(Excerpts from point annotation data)
· · · ·

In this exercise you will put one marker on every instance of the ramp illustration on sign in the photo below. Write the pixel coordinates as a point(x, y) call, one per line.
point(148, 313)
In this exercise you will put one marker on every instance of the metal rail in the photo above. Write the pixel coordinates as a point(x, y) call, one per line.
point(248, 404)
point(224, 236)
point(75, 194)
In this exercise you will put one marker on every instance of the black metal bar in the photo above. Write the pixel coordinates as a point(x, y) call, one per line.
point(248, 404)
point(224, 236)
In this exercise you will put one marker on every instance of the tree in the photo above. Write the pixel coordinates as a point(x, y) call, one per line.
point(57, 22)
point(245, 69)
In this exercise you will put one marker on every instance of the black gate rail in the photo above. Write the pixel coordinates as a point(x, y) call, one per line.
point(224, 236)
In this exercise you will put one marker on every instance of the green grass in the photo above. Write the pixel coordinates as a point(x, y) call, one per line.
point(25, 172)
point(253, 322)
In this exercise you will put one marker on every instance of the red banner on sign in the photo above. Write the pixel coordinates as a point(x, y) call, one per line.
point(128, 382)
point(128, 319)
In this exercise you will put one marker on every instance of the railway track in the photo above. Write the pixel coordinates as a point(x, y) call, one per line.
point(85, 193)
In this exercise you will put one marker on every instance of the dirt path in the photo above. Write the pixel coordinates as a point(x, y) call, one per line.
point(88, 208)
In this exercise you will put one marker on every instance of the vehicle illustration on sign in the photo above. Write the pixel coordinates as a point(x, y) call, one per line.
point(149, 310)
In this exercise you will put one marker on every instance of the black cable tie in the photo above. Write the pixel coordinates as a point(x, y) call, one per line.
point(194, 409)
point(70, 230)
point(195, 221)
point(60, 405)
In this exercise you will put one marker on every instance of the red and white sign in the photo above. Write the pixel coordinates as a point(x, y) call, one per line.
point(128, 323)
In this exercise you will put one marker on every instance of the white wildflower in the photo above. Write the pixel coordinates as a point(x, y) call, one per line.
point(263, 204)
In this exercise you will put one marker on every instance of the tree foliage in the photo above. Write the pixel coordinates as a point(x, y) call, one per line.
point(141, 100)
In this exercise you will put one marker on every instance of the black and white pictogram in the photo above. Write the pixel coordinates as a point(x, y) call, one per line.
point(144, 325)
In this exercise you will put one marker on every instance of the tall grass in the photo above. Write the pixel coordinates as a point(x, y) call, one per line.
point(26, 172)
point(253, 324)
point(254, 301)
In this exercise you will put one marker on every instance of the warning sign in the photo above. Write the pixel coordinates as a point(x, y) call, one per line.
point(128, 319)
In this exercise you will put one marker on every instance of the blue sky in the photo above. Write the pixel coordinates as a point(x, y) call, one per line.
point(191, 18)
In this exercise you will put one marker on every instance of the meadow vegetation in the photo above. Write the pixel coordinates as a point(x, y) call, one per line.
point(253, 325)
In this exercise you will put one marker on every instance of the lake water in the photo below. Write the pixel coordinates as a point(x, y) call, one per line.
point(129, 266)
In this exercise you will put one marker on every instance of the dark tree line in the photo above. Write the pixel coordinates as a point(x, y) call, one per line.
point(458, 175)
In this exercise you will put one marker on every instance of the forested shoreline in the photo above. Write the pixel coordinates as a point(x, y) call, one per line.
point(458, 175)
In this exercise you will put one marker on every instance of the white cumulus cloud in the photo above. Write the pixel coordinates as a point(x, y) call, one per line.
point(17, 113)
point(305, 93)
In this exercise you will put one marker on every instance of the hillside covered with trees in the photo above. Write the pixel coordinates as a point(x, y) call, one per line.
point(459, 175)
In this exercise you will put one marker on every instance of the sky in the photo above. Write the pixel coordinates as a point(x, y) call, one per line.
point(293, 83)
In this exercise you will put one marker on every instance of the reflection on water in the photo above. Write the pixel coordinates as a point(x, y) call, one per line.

· · · ·

**TASK BRIEF**
Rewrite all of the rows above as a Markdown table with two columns, "No." and "Line", giving each row's number and its text. Skip blank lines.

**WRITTEN ANSWER**
| No. | Line |
|---|---|
| 1 | In this exercise you will put one marker on every instance of the ramp illustration on sign in the photo below. Write the pixel coordinates as a point(x, y) call, one per line. |
| 2 | point(148, 313) |
| 3 | In this exercise you will put one marker on every instance of the metal rail in the photo above. Write the pixel coordinates as a point(x, y) call, one per line. |
| 4 | point(248, 404) |
| 5 | point(224, 236) |
| 6 | point(75, 194) |
| 7 | In this exercise you will put one marker on every instance of the black metal bar in the photo above. Write the pixel coordinates as a point(x, y) call, one per line. |
| 8 | point(248, 404) |
| 9 | point(224, 236) |
| 10 | In this exercise you will put one marker on every instance of the tree in the photo above. Write the pixel coordinates as a point(x, y) call, one per line. |
| 11 | point(57, 22) |
| 12 | point(245, 69) |
| 13 | In this exercise you will put one marker on every instance of the black gate rail in the photo above. Write the pixel coordinates as a point(x, y) call, one per line. |
| 14 | point(224, 236) |
| 15 | In this exercise you will put one marker on every instance of the green grass in the photo above. Write the pixel coordinates as a point(x, y) call, one per line. |
| 16 | point(25, 172) |
| 17 | point(253, 322) |
| 18 | In this exercise you will put one marker on every instance of the red banner on sign in the photo above. Write the pixel coordinates as a point(x, y) call, one per line. |
| 19 | point(128, 382) |
| 20 | point(128, 319) |
| 21 | In this exercise you will put one marker on every instance of the railway track in the photo above. Write the pixel coordinates as a point(x, y) call, one per line. |
| 22 | point(85, 193) |
| 23 | In this exercise you will put one marker on every instance of the dirt path in the photo above. Write the pixel coordinates as a point(x, y) call, one per line. |
| 24 | point(88, 208) |
| 25 | In this exercise you will put one marker on every instance of the vehicle illustration on sign in the photo above. Write the pixel coordinates as a point(x, y) call, one per line. |
| 26 | point(149, 310) |
| 27 | In this exercise you will put one marker on every instance of the black cable tie in the photo above. Write the pixel coordinates as a point(x, y) call, one per line. |
| 28 | point(194, 409) |
| 29 | point(70, 230) |
| 30 | point(195, 221) |
| 31 | point(60, 405) |
| 32 | In this exercise you will put one marker on every instance of the red and white sign in the photo above. Write the pixel coordinates as a point(x, y) call, one per line. |
| 33 | point(128, 323) |
| 34 | In this exercise you will put one marker on every instance of the white wildflower in the photo above. Write the pixel coordinates as a point(x, y) call, one per line. |
| 35 | point(263, 204) |
| 36 | In this exercise you will put one marker on every instance of the tree foliage in the photo above. Write the pixel coordinates as a point(x, y) call, one per line. |
| 37 | point(141, 100) |
| 38 | In this exercise you will put one marker on every instance of the black and white pictogram in the photo above. Write the pixel coordinates as a point(x, y) call, one per line. |
| 39 | point(144, 325) |
| 40 | In this exercise you will put one marker on every instance of the tall grass in the photo above. Write the pixel coordinates as a point(x, y) call, one per line. |
| 41 | point(26, 172) |
| 42 | point(253, 324) |
| 43 | point(254, 301) |
| 44 | In this exercise you will put one marker on every instance of the warning sign in the photo above. Write the pixel coordinates as a point(x, y) call, one per line. |
| 45 | point(128, 319) |
| 46 | In this exercise you will put one marker on every instance of the blue sky in the photo above. Write the pixel coordinates as a point(x, y) call, one per line. |
| 47 | point(191, 18) |
| 48 | In this exercise you will put one marker on every instance of the meadow vegetation in the photo above. Write the pixel coordinates as a point(x, y) call, one per line. |
| 49 | point(253, 325) |
| 50 | In this exercise you will put one marker on every instance of the lake water in the photo below. Write the pixel coordinates as a point(x, y) call, one per line. |
| 51 | point(129, 266) |
| 52 | In this exercise you will put one marker on every instance of the dark tree line in the photo above. Write the pixel coordinates as a point(x, y) call, one per line. |
| 53 | point(458, 175) |
| 54 | In this exercise you will put one marker on every instance of the forested shoreline in the photo above. Write the pixel coordinates as a point(x, y) call, one per line. |
| 55 | point(458, 175) |
| 56 | In this exercise you will put one marker on every instance of the white cumulus cloud in the photo above. Write the pixel coordinates as a point(x, y) call, one per line. |
| 57 | point(17, 113) |
| 58 | point(305, 93) |
| 59 | In this exercise you will put one marker on every instance of the hillside covered with trees in the photo above. Write the pixel coordinates as a point(x, y) call, one per line. |
| 60 | point(459, 175) |
| 61 | In this exercise you will put one marker on every instance of the sky in the photo above. Write the pixel coordinates as a point(x, y) call, one per line. |
| 62 | point(293, 83) |
| 63 | In this exercise you will put one marker on every instance of the reflection on water in the photo above. Write the pixel coordinates as a point(x, y) call, one per line. |